## GIVEN ENTRIES
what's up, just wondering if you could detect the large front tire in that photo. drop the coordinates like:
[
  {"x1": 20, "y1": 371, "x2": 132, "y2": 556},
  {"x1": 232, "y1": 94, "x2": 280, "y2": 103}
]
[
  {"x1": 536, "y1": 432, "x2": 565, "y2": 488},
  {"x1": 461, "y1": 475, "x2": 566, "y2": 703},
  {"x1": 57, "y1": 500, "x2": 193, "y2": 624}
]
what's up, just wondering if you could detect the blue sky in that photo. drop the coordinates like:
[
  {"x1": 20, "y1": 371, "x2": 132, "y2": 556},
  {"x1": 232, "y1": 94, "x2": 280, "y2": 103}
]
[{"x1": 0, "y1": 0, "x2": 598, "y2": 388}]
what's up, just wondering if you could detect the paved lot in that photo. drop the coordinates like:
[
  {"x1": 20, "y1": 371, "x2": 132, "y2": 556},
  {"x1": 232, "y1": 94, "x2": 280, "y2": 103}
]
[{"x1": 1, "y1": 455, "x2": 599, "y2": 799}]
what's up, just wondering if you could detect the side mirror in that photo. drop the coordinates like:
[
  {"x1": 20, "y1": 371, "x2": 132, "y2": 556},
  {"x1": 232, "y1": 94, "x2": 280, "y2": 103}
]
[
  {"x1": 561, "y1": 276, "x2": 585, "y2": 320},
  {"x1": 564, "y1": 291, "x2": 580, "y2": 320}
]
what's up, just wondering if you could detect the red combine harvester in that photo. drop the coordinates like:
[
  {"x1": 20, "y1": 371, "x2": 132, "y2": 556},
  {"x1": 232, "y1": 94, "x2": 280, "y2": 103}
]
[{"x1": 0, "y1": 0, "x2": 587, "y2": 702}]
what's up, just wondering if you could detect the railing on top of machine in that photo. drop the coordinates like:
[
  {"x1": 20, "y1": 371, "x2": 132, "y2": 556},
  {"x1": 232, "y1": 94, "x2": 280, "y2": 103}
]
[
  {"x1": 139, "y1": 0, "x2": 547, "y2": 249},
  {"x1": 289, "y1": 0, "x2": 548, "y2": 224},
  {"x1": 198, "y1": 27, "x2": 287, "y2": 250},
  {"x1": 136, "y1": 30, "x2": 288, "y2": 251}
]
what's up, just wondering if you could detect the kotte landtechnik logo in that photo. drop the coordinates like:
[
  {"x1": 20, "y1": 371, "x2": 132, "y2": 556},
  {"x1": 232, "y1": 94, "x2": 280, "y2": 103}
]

## THE TASK
Report only a number: how many lines in the material above contain the string "detect".

## ANSWER BOX
7